* Your objective
Reproduce the material word for word; the images stay out.

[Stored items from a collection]
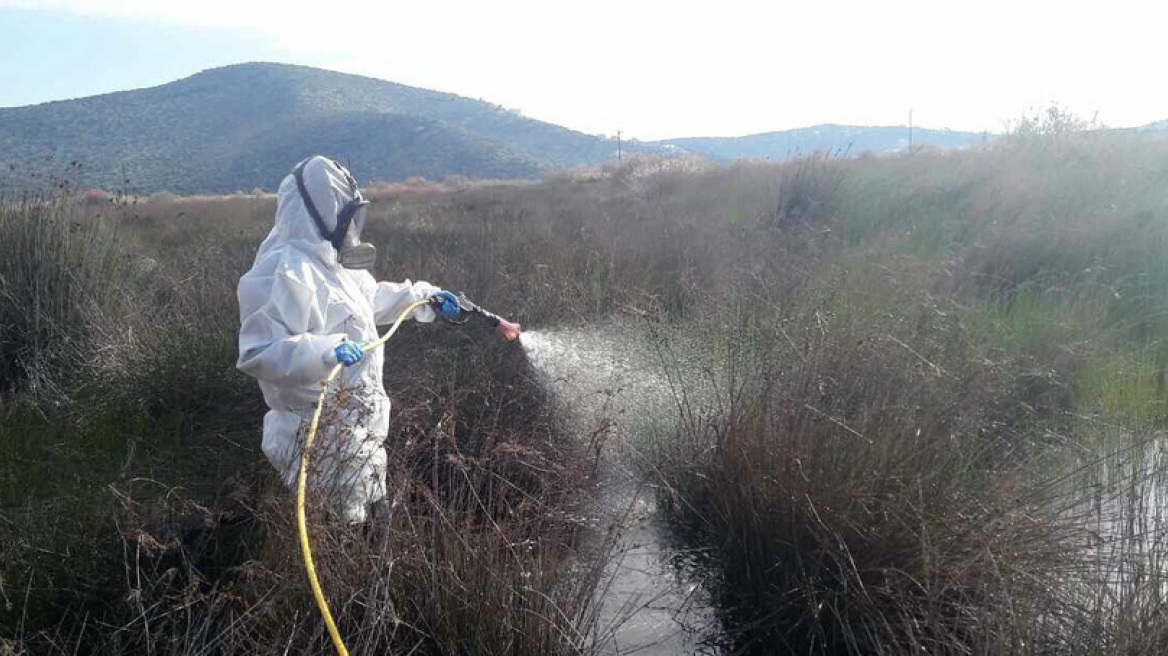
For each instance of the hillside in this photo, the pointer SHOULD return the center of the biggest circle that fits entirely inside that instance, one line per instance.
(836, 139)
(243, 126)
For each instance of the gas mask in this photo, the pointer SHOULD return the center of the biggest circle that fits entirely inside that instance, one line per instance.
(346, 236)
(355, 253)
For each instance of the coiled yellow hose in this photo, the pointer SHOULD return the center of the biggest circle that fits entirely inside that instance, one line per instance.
(301, 522)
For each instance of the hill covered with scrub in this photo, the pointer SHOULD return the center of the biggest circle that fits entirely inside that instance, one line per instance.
(242, 127)
(918, 406)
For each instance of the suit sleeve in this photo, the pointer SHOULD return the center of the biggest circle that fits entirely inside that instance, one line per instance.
(390, 299)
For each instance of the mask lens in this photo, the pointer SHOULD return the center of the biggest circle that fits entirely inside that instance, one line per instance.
(359, 256)
(359, 220)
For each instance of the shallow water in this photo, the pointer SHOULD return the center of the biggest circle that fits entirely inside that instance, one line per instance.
(619, 403)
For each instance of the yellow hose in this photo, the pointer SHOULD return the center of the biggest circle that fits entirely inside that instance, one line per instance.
(301, 523)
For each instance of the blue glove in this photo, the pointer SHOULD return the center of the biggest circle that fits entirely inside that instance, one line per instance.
(447, 304)
(348, 353)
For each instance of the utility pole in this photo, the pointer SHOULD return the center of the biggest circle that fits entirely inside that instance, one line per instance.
(910, 131)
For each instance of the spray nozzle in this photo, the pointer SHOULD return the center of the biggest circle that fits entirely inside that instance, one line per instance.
(509, 330)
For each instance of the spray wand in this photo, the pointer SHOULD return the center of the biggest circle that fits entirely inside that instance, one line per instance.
(509, 330)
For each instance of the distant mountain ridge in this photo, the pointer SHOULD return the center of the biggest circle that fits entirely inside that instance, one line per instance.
(243, 126)
(831, 139)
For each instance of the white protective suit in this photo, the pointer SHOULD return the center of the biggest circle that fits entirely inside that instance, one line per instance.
(296, 305)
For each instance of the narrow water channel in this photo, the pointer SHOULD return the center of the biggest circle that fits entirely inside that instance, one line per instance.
(648, 604)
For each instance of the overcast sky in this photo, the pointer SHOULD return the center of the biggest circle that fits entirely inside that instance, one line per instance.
(652, 69)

* Task output
For each instance of the hillside in this photo, the pointer SHOULD return the center of the biggest circle that fits entirely inside that instance, one line per instance.
(836, 139)
(243, 126)
For each instance of the gas mask in this photo, the pointer SHOULD return the center of the biggest circle that fits entirely inside that instance, one line per instance.
(346, 236)
(355, 253)
For each instance of the coiled yellow hose in this photo, the pointer SHOULD return the center of the biggest circle that fits entirely inside that instance, one line per instance.
(301, 522)
For each instance of the hill covered with scrub in this photo, the pointer SHOULD return the center of the biggest circle that fits entirely inside that instance, one line per instance.
(242, 127)
(918, 406)
For each instance of the suit sleeve in this photo, the pointer SHOULD return the center of the biggest circle that fits entirely inside that instance, one line per instance.
(390, 299)
For each instance of the mask lens in this photo, the pointer SHOULD return the center of the biggest circle that fits entirely inside that instance, one line per instance.
(359, 256)
(359, 220)
For each instance of the shallow water in this photo, the pointer SHOULD return the center of the biggest circle that fits entirely inside that instance, one line per instance.
(619, 403)
For each instance of the yellow hose in this photo, the pointer SHOULD return the center of the biggest circle that fits entirely inside that instance, one line per instance.
(301, 523)
For each instance of the blue glove in this photo, the pointer SHOULD return the center of the biggest circle that fits entirely inside that instance, one line per instance.
(447, 304)
(348, 353)
For each instance of the utility pole in this photo, the pointer SHOULD return the center of the biggest circle that fits entirely inside that instance, one line per instance.
(910, 131)
For each instance of the spray nozzle in this photo, the pointer SHOULD return the center of the biggest circle that fits entirely inside that instance, one line per instance.
(509, 330)
For each instance of the spray wand in this photo, the pointer SHOULD return the center of the biggest circle that fits entirely inside that instance, one line per instance.
(509, 330)
For each instance of the distant mountain ridge in this photo, the pointer SHOULD return the center of the biggest circle that fits entirely inside that instance, one line per instance.
(243, 126)
(831, 139)
For each instance of the white protective suit in this photo, the pointer SHOULD return the center of the biggest circle that fits entirely inside that instance, one line per instance.
(296, 305)
For each instance of the narrow water channel in this photo, the pointer SHOULD return the center of the biggest circle that fits entirely inside that instance, one line per instance.
(648, 604)
For each instance of the overcast sky in this photo, the pointer SHOULD return the center of the biggest circle that fits entirely inside that instance, one line per instance.
(652, 69)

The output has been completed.